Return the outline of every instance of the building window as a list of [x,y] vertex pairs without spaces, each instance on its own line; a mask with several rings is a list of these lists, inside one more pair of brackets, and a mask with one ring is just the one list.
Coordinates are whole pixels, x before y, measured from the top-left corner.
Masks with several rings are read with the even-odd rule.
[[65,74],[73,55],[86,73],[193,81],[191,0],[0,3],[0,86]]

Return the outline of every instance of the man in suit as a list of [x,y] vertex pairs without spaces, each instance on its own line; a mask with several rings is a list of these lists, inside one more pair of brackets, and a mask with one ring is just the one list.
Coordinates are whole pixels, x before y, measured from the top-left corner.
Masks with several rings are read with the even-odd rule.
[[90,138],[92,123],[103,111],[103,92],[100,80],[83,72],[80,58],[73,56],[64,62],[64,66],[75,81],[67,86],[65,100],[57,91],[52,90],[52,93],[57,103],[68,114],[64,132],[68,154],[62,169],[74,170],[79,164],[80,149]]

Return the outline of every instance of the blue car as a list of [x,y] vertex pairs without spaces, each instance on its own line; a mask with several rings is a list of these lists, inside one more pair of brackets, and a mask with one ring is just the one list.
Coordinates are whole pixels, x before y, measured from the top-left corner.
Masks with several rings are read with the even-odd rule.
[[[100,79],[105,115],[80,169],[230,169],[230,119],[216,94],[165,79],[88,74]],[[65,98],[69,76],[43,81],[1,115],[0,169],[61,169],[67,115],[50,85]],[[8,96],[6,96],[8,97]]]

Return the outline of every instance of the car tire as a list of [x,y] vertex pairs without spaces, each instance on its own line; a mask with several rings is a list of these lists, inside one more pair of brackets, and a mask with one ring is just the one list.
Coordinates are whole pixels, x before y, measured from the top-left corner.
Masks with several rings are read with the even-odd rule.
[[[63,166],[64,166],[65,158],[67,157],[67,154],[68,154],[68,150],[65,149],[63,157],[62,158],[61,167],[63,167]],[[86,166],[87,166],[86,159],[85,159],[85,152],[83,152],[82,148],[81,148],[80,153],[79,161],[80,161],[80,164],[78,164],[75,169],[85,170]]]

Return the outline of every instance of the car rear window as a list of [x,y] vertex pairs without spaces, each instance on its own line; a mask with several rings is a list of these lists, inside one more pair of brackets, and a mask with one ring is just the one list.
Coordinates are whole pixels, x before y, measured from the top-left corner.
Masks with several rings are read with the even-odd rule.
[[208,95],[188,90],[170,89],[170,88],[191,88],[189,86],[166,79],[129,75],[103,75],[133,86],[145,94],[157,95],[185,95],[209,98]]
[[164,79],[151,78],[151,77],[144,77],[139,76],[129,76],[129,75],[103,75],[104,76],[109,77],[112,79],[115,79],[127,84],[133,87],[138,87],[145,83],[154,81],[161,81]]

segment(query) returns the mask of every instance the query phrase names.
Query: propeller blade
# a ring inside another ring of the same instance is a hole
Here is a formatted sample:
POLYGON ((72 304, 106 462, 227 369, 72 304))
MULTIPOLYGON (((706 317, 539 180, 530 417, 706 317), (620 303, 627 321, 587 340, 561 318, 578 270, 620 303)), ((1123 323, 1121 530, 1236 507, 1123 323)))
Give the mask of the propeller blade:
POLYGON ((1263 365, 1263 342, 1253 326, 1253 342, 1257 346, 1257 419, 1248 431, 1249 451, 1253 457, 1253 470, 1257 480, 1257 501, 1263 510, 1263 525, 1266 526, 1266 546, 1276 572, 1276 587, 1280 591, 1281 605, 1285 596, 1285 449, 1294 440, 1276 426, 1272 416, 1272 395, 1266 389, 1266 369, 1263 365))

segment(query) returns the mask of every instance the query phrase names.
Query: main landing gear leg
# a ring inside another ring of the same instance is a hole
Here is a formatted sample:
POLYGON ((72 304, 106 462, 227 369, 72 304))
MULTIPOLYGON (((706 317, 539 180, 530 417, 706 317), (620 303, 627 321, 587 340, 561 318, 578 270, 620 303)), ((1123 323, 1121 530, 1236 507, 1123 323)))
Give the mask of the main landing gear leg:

◆ ◆ ◆

## Directive
Transcribe all of the rows above verbatim, line by line.

## Exercise answer
Return the outline of every instance of the building window as a list of [x,y] vertex pairs without spaces, each instance on its own line; a mask with several rings is a list of these lists, inside one more pair of brackets, and a mask with one ring is just the one list.
Coordinates are whole pixels, x before y, measured from the top-left corner.
Masks with several rings are read with the even-odd rule.
[[65,74],[73,55],[86,73],[193,81],[191,0],[0,3],[0,86]]

Return the outline of every instance of the man in suit as a list of [x,y] vertex pairs without spaces, each instance on its own line; a mask with several rings is a list of these lists, inside one more pair of brackets, and a mask with one ring is just the one list.
Coordinates are whole pixels, x before y, measured from the top-left corner.
Masks with several rings are read with the even-odd rule.
[[90,138],[92,123],[103,111],[103,92],[100,80],[83,72],[80,58],[73,56],[64,62],[64,66],[75,81],[67,86],[65,100],[57,91],[52,90],[52,93],[57,103],[68,114],[64,132],[68,154],[62,169],[74,170],[79,164],[80,149]]

Return the outline of every instance of the blue car as a list of [x,y] vertex pairs without spaces, each instance on its own line; a mask with several rings is a list of these lists, inside one more pair of brackets, and a mask with one ring is just the one list.
Coordinates are whole pixels, x before y, measured from the top-left corner.
Masks with several rings are read with the even-odd rule.
[[[100,79],[105,115],[80,169],[230,169],[230,119],[216,94],[165,79],[88,74]],[[65,98],[69,76],[43,81],[1,115],[0,169],[61,169],[67,115],[50,85]],[[8,96],[6,96],[8,97]]]

Return the outline of every instance of the car tire as a list of [x,y] vertex pairs without spaces, each instance on its own line; a mask with several rings is a list of these lists, inside one more pair of brackets, and a mask with one ring is just the one list.
Coordinates are whole pixels, x before y, measured from the top-left corner.
Masks with several rings are read with the even-odd rule.
[[[63,166],[64,166],[65,158],[67,157],[67,154],[68,154],[68,150],[65,149],[63,157],[62,158],[61,167],[63,167]],[[86,166],[87,166],[86,159],[85,159],[85,152],[83,152],[82,148],[81,148],[80,153],[79,161],[80,161],[80,164],[78,164],[75,169],[85,170]]]

Return the outline of every instance of the car rear window as a list of [x,y] vertex pairs without spaces, each instance on its own line; a mask with several rings is a list of these lists, inside one more pair of brackets, and a mask with one ring is just the one list.
Coordinates are whole pixels, x before y, measured from the top-left corner.
Masks with several rings are read with the even-odd rule.
[[208,95],[188,90],[170,89],[170,88],[191,88],[189,86],[166,79],[129,75],[103,75],[133,86],[145,94],[157,95],[185,95],[209,98]]
[[164,79],[151,78],[151,77],[144,77],[139,76],[129,76],[129,75],[103,75],[104,76],[109,77],[112,79],[115,79],[127,84],[133,87],[138,87],[145,83],[154,81],[161,81]]

segment(query) returns the mask of every instance the query phrase names.
Query: propeller blade
# a ring inside another ring of the same instance is a hole
Here is a formatted sample:
POLYGON ((72 304, 106 462, 227 369, 72 304))
MULTIPOLYGON (((706 317, 539 180, 530 417, 706 317), (620 303, 627 321, 587 340, 561 318, 578 270, 620 303)), ((1123 323, 1121 530, 1236 507, 1123 323)))
Give the mask of the propeller blade:
POLYGON ((1263 365, 1263 342, 1253 326, 1253 342, 1257 346, 1257 419, 1248 431, 1249 451, 1253 457, 1253 470, 1257 480, 1257 501, 1263 510, 1263 525, 1266 526, 1266 546, 1276 572, 1276 587, 1280 591, 1281 605, 1285 596, 1285 449, 1294 440, 1276 426, 1272 416, 1272 395, 1266 389, 1266 369, 1263 365))

segment(query) returns the mask of every instance the query phrase names.
Query: main landing gear leg
# a ring inside another ring of the same instance is a hole
Here is a formatted sample:
POLYGON ((72 304, 106 462, 227 369, 72 304))
MULTIPOLYGON (((706 317, 539 180, 530 417, 706 317), (620 303, 627 321, 587 340, 561 318, 578 270, 620 303)), ((1123 323, 1121 530, 1236 507, 1123 323)))
Give the mask of the main landing gear leg:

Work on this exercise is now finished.